• **What the task requires**: Convert every line of the listing into a JSON list of strings, one string per line, and skip any blank lines. Omit the pictures from your output.

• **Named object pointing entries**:

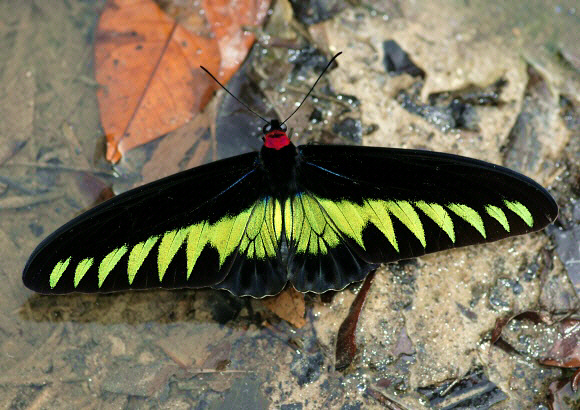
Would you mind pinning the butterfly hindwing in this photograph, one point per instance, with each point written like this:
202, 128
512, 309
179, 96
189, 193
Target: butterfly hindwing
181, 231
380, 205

• **Response**:
[
  "Would you mind pinning the butterfly hindwing in this photograph, one point per instance, with each point written like this:",
  "202, 128",
  "512, 309",
  "179, 96",
  "189, 193",
  "Target: butterfly hindwing",
  "181, 231",
  "380, 205"
]